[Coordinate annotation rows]
___
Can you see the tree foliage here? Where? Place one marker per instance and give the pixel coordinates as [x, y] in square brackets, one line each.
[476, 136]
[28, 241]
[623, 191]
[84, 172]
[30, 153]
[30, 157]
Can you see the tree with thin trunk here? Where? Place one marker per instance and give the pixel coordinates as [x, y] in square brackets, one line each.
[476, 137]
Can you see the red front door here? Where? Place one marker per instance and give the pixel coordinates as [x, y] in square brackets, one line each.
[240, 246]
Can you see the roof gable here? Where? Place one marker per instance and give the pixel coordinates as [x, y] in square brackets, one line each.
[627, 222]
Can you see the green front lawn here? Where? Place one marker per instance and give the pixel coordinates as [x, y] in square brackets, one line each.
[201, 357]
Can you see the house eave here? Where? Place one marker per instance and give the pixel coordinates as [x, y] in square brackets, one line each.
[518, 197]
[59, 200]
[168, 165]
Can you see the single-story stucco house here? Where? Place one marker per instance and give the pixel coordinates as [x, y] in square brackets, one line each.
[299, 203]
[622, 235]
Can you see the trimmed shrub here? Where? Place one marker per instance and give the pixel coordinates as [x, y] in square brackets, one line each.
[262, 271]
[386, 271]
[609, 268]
___
Repeat word for word the part of the rows that opens with the line containing "Can you see the roof" and runs through the last row, including both of those lines.

[Solution to this task]
Can you see the roof gable here? Where? Place one marker per instance and give the pixel coordinates as [x, y] in square brackets, one line each.
[627, 222]
Can you see the green front lawn here? Where? Place one marker per instance and give the pixel coordinates as [x, y] in square brackets, one line each.
[201, 357]
Can you see the house eave here? Where? Place one marker per instance and give the pixel coordinates as [x, y] in square brackets, one line each.
[518, 197]
[59, 200]
[168, 165]
Can you see the single-story stucco house here? Where? Place one marker per instance and give the pixel coordinates as [x, y] in square brackets, one line each.
[299, 203]
[622, 235]
Can you see the trimmed shrub here? Where? Place one marker per instance and give the pixel coordinates as [x, y] in square brackets, one line each.
[262, 271]
[386, 271]
[609, 268]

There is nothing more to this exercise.